When posting a technical issue, please describe the issue; be as descriptive as possible, you can include things like:
• What was the expected behavior:
• What is the observed result:
• Is the issue consistently reproducible? how long does it take to reproduce:
• If you are using AWS DL1 instance, please report the AMI name that you are using What is the minimal script/command to reproduce the issue: Please include any error message or stack trace observed: Please run the Snapshot for Debug tool and post to the issue
• git clone GitHub - HabanaAI/Snapshot_For_Debug: Snapshot scripts for gathering information about the model and Habana training session for Habana analysis and debug
• touch OUT_DOCKER.txt
• python src/gather_info_docker.py --lite --cmd=<command_script> -s OUT_DOCKER.txt
• post the generated tar file (gather_info_docker.tar.gz) after checking its contents
Hi, I am trying to train Bert on Gaudi1 on wikipedia dataset.
mentioned Gaudi Readme defines steps to run Bert training on Gaudi, but it uses bookswiki dataset. Combining Tensorflow data preparation from Gaudi2 Readme and packing from Gaudi1 readme, I was able to run training. but as evaluation data in txt file and Gaudi1 training process expects tfrecord format or packed tfrecord format, I am not able to get accuracy of my run.
Could anyone point out if there is an way to generate wikipedia eval dataset as tfrecord format and then pack it?
I am able to generate eval dataset. Currently run_pretraining script only performs evaluation once entire training finishes or predefined steps is reached. is there a way to do periodic model evaluation on latest saved checkpoint?
I ran with unmodified run_pretraining.py as well and it also shows similar result.

▸ Stated task 1
Reproduce the BERT training thread, everything from "mentioned Gaudi Readme" down to "accuracy of my run.".
▸ Stated task 2
According to the BERT training thread, which dataset does the Gaudi Readme's Bert training steps use?

▸ Dataset extract
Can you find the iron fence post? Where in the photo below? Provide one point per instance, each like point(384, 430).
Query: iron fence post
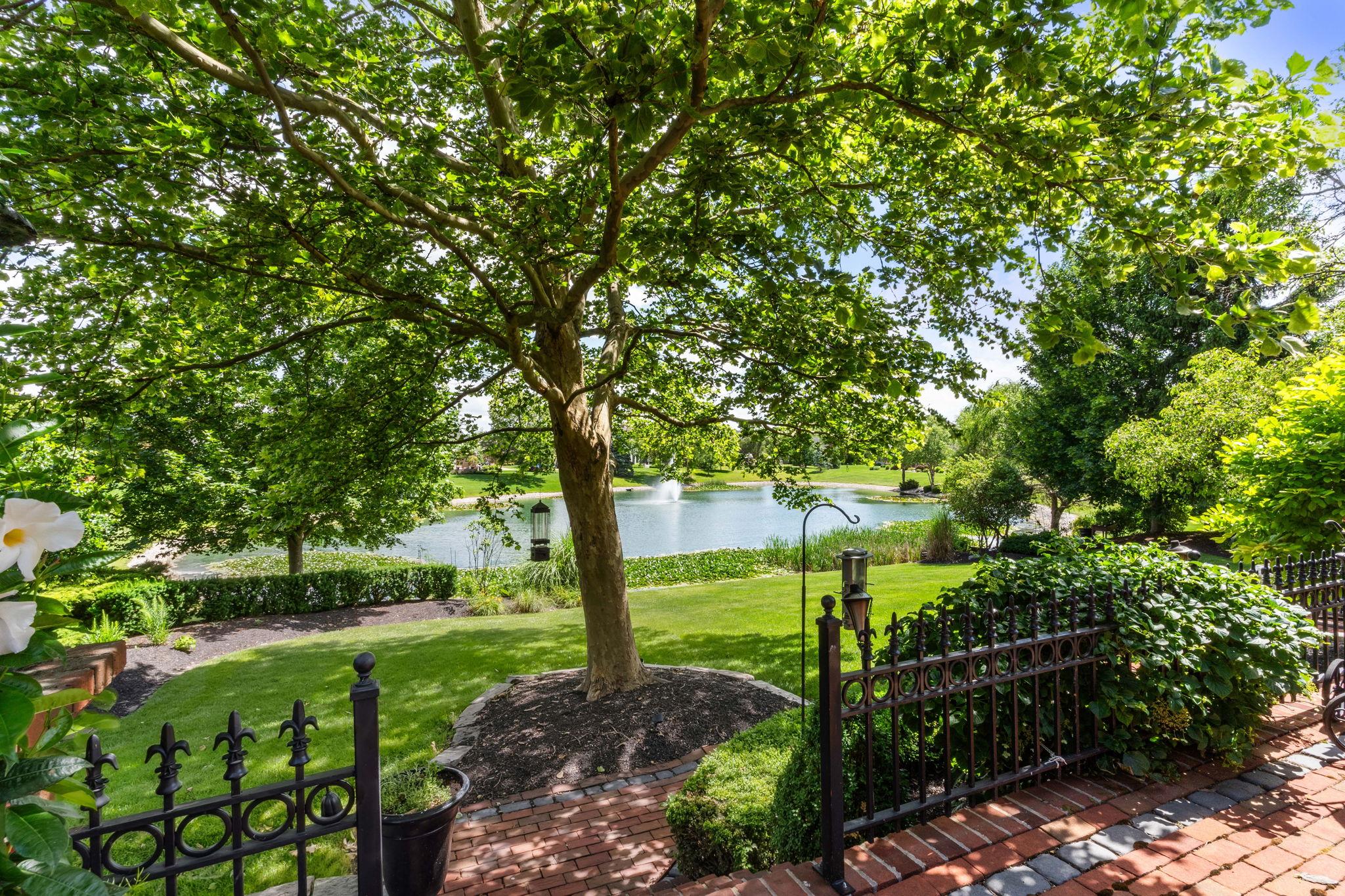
point(369, 802)
point(829, 717)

▸ Full answer 1
mentioned Gaudi Readme defines steps to run Bert training on Gaudi, but it uses bookswiki dataset. Combining Tensorflow data preparation from Gaudi2 Readme and packing from Gaudi1 readme, I was able to run training. but as evaluation data in txt file and Gaudi1 training process expects tfrecord format or packed tfrecord format, I am not able to get accuracy of my run.

▸ Full answer 2
The bookswiki dataset.